Your instructions> The records appear below. Copy each one exactly.

Exercise data>
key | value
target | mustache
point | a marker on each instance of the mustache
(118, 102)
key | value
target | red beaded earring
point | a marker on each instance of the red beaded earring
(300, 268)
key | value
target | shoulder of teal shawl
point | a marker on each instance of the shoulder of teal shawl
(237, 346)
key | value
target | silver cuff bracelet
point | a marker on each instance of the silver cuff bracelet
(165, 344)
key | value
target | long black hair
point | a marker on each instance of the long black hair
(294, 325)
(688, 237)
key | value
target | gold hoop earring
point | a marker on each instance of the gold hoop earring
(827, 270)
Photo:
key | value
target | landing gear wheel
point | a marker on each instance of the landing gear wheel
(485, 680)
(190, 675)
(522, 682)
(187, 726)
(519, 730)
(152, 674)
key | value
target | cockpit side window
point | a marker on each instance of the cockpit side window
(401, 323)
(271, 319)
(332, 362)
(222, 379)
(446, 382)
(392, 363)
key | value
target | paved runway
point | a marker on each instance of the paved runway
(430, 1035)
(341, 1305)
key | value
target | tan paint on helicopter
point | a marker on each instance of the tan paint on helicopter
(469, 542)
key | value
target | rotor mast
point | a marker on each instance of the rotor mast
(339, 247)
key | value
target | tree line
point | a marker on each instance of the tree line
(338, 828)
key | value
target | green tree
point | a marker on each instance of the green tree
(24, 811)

Output below>
key | value
target | mustache
point | a marker on each instance of the mustache
(118, 102)
key | value
target | red beaded earring
point | a marker on each instance of the red beaded earring
(300, 268)
key | value
target | shoulder of teal shawl
point | a marker on each instance of the shoulder of teal shawl
(237, 346)
key | value
target | silver cuff bracelet
point | a marker on each instance of the silver cuff bracelet
(165, 344)
key | value
target | long black hair
point | a marker on each instance of the long black hair
(294, 325)
(688, 237)
key | value
target | gold hoop earring
point | a marker on each instance of the gold hoop earring
(827, 270)
Photo:
key | value
target | landing gear wheel
point | a marker on each instance of the landing gear wheel
(485, 680)
(190, 675)
(522, 682)
(187, 726)
(519, 730)
(152, 674)
key | value
target | cockpit side window
point | a marker on each instance of the cockpit side window
(401, 323)
(271, 319)
(332, 362)
(222, 379)
(446, 382)
(392, 363)
key | value
target | paved runway
point | a marker on each instance of the paved runway
(430, 1035)
(341, 1305)
key | value
target | tan paint on helicopter
point | a marker on each instance of the tan paint on helicopter
(469, 542)
key | value
target | rotor mast
point | a marker on each instance of the rotor mast
(339, 247)
key | value
target | tree line
point | a marker on each instance of the tree line
(338, 828)
key | value
target | green tree
point | a marker on each instance of the green tree
(24, 811)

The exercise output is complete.